Dataset extracts labeled with boxes:
+++

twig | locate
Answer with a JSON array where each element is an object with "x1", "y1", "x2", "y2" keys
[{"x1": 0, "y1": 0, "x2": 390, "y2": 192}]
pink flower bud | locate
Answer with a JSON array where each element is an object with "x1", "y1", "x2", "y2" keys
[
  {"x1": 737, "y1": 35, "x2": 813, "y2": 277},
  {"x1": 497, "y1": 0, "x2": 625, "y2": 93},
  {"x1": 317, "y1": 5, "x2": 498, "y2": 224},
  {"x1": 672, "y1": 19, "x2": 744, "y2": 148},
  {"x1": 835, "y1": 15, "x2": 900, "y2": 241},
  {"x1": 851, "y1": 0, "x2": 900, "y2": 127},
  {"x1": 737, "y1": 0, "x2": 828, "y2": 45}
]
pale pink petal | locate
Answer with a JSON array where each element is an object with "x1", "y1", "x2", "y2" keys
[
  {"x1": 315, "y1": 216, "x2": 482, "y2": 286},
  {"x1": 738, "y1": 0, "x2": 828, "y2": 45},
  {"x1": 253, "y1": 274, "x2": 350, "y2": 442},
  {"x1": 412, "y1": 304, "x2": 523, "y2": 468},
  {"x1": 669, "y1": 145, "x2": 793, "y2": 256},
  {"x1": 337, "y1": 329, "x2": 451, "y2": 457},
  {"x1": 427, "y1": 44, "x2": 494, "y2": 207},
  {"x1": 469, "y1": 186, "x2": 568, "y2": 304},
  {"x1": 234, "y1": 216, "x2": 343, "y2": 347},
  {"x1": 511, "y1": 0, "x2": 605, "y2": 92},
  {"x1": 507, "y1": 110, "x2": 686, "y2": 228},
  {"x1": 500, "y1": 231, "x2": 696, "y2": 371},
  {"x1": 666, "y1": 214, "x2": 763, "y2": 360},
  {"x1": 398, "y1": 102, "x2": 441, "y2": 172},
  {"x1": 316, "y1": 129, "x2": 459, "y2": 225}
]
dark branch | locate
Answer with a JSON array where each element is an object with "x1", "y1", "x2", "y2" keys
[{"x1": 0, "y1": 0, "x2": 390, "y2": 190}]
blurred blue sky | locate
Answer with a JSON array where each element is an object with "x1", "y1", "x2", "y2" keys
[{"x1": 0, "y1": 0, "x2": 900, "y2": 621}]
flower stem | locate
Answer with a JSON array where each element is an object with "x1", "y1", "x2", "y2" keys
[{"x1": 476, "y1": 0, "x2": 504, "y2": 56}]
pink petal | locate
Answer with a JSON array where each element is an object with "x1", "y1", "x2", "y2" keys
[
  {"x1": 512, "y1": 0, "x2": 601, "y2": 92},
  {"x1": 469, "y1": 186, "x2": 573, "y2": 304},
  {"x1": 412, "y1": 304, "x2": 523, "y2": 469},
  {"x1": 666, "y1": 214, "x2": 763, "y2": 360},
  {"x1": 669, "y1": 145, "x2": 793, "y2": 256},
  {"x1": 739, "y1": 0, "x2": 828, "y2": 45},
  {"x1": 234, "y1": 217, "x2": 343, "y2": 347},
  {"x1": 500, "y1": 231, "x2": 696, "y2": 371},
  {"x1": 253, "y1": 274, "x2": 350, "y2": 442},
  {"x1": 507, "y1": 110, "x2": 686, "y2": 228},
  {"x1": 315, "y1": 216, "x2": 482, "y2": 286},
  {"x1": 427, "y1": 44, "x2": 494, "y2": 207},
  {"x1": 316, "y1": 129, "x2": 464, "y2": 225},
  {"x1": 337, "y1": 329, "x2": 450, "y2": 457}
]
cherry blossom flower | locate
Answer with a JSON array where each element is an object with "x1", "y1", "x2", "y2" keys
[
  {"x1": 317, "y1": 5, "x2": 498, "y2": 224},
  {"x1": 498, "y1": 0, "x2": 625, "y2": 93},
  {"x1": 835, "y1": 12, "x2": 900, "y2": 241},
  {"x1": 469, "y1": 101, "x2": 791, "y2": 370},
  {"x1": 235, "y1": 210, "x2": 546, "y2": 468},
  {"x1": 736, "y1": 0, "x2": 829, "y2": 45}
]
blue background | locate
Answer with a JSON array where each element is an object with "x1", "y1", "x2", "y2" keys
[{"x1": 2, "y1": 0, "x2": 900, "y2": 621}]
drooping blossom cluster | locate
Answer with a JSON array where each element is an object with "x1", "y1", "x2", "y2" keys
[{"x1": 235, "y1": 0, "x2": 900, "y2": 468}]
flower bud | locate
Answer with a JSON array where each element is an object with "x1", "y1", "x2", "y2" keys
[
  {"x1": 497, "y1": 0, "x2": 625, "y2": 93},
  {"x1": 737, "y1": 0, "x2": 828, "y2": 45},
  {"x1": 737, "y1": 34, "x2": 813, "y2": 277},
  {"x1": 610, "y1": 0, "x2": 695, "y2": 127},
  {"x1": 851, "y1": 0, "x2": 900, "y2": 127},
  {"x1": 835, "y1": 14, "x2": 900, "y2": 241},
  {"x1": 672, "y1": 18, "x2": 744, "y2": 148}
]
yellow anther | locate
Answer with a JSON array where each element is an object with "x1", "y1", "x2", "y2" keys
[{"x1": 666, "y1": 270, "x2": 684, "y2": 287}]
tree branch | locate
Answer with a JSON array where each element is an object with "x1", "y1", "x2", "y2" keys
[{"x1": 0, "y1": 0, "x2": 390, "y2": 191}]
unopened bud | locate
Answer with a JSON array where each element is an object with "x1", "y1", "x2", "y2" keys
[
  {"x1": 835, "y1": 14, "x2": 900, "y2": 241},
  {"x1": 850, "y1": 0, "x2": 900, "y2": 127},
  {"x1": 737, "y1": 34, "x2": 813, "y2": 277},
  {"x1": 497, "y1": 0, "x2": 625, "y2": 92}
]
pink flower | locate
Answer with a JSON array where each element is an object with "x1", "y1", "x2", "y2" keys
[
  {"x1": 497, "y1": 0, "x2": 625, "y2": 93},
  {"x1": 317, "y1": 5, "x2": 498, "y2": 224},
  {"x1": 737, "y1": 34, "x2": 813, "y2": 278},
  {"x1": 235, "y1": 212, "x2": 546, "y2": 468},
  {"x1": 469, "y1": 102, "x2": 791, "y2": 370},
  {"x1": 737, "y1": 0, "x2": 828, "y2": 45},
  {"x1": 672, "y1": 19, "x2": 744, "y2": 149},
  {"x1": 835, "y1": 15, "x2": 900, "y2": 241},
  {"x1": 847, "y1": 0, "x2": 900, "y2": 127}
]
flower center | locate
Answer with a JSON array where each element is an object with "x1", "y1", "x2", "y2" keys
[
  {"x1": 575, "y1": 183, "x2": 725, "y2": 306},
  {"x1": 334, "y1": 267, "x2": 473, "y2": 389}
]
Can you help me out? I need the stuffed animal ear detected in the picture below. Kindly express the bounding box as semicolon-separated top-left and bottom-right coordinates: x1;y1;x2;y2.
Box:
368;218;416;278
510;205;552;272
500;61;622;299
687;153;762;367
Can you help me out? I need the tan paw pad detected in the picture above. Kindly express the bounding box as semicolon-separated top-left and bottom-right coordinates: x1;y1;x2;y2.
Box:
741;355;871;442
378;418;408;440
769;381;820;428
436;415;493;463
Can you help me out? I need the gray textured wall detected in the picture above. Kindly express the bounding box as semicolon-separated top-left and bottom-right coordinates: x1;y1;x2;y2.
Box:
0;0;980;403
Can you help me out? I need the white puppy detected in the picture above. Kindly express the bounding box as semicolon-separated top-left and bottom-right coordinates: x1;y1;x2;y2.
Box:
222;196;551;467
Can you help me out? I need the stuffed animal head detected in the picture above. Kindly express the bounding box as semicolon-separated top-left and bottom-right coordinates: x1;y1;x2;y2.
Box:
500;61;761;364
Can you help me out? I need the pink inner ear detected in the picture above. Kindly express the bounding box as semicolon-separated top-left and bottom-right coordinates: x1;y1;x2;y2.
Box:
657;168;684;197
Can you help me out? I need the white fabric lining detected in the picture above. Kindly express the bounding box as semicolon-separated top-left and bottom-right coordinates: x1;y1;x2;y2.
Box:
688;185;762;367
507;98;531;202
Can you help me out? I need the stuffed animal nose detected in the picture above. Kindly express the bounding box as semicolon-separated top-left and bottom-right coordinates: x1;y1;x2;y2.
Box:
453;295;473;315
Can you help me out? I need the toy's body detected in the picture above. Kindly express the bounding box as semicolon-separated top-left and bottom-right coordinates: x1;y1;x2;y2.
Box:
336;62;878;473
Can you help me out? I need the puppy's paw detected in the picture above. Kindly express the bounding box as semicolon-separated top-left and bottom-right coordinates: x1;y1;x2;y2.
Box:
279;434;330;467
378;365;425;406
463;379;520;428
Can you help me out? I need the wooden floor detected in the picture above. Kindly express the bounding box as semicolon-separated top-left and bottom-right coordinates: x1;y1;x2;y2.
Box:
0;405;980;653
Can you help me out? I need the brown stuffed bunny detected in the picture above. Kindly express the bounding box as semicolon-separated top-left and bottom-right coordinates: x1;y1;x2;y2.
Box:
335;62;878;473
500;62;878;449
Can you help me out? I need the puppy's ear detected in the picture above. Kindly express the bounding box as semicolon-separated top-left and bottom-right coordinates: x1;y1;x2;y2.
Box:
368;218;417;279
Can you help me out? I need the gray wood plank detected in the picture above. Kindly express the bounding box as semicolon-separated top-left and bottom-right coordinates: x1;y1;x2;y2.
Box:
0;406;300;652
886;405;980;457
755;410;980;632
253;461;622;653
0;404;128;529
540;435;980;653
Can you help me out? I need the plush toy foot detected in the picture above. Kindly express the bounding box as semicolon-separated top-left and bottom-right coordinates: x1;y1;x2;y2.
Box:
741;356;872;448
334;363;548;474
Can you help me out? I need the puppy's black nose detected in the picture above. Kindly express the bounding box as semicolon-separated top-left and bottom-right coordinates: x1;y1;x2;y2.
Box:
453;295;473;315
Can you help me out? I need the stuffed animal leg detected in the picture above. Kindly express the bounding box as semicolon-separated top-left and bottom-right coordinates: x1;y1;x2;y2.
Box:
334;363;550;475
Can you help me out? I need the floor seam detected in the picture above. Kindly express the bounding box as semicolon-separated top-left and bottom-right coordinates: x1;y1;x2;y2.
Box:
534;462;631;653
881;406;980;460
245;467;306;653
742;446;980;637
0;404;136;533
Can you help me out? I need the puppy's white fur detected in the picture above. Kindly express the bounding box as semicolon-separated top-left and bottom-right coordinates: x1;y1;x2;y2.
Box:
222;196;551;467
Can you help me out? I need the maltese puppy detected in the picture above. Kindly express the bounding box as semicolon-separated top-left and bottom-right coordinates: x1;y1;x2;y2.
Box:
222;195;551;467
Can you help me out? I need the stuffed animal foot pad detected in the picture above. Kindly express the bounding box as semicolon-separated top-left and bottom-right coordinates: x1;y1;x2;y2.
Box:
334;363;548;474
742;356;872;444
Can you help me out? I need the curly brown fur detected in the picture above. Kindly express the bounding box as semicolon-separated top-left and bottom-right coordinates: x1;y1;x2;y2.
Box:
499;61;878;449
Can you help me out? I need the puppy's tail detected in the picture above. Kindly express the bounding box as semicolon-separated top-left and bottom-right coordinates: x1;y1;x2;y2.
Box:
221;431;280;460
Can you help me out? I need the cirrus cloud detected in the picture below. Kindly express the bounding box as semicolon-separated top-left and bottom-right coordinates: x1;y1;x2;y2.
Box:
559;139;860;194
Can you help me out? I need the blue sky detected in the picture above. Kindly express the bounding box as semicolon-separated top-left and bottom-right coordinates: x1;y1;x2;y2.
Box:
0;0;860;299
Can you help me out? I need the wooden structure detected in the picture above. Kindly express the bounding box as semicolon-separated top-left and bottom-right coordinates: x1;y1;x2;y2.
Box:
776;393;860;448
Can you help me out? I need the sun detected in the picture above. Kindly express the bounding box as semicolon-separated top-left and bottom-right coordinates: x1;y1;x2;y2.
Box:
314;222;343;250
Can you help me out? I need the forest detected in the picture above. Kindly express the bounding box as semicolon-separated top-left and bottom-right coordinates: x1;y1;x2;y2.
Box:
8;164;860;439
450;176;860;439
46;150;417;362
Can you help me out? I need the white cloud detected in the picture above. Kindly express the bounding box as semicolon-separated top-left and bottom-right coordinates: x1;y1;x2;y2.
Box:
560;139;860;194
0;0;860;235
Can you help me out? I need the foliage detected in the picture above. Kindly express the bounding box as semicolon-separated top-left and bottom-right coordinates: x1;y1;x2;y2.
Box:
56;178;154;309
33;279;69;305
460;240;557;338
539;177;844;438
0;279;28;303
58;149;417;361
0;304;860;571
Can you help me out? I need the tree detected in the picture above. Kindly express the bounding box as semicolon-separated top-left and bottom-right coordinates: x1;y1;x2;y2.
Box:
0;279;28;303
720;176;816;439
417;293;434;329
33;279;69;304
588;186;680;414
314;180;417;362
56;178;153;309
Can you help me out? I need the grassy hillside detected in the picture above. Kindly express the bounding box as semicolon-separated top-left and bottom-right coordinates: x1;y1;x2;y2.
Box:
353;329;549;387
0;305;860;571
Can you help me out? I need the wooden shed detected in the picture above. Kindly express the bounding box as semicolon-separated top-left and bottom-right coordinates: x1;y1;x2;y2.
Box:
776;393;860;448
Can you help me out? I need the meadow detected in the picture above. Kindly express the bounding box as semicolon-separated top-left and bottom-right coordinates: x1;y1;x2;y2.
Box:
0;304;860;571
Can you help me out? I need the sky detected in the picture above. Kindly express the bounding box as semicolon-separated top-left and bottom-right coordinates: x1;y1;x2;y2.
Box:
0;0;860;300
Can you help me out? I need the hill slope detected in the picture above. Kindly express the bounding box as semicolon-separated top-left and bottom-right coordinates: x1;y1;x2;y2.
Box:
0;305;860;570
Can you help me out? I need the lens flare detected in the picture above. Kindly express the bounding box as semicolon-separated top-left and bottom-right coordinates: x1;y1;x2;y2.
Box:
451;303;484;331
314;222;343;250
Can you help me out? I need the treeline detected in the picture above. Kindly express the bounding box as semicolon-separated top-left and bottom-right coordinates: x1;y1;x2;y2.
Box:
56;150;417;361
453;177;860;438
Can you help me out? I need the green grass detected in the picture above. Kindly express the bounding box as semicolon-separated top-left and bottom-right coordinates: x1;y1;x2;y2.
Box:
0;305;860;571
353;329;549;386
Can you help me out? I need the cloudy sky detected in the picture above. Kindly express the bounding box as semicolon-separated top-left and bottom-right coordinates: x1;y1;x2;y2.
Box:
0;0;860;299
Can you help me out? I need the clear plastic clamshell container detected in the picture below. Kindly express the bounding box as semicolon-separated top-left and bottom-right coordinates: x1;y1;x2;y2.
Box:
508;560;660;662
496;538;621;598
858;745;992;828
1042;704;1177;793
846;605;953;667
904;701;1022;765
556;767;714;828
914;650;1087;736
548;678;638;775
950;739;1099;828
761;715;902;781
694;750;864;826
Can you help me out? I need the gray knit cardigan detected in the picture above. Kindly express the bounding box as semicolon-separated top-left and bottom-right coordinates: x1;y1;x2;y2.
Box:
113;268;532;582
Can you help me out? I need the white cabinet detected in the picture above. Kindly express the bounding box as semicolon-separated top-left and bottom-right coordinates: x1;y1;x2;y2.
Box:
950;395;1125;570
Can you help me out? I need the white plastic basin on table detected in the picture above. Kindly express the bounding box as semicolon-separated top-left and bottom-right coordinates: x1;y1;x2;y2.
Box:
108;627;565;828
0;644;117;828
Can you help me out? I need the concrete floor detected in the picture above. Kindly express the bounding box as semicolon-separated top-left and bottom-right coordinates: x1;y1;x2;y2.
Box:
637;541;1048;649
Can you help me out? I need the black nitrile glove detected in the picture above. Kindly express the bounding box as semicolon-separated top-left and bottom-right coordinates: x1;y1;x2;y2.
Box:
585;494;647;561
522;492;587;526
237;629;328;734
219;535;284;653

+++

◆ **What to produce**: Please reproduce the entries above word for word, covering the stretch from the line containing "Can you help me out? I need the green" through the line containing "950;395;1125;570", with both of those lines included.

◆ **Response for this exercise**:
Can you help me out? I need the green grass detected in the picture above. Kindly express the bounding box as semicolon-separated top-left and bottom-right coordinates: x1;y1;x2;y2.
Box:
0;305;860;571
353;329;549;386
Can you help me out? I need the cloudy sky detected in the picture above. Kindly express the bounding box as semicolon-separated top-left and bottom-right coordinates: x1;y1;x2;y2.
Box:
0;0;860;299
Can you help me out? I need the clear plastic clamshell container detected in the picture below. Kindly express the bounding box as semicolon-separated top-left and bottom-right coordinates: x1;y1;x2;y2.
Box:
508;560;660;662
496;538;621;598
858;745;992;828
1042;704;1177;793
846;605;953;667
904;701;1022;765
556;767;714;828
914;650;1087;736
548;678;638;775
950;739;1099;828
761;715;902;781
694;750;864;826
Can you help me out? I need the gray knit cardigan detected in the picture above. Kindly express the bounding box as semicolon-separated top-left and bottom-right coordinates: x1;y1;x2;y2.
Box:
113;268;532;582
Can you help me out? I need the white cabinet detected in the picture above. Kindly express the bounding box as semicolon-separated top-left and bottom-right coordinates: x1;y1;x2;y2.
Box:
950;395;1125;570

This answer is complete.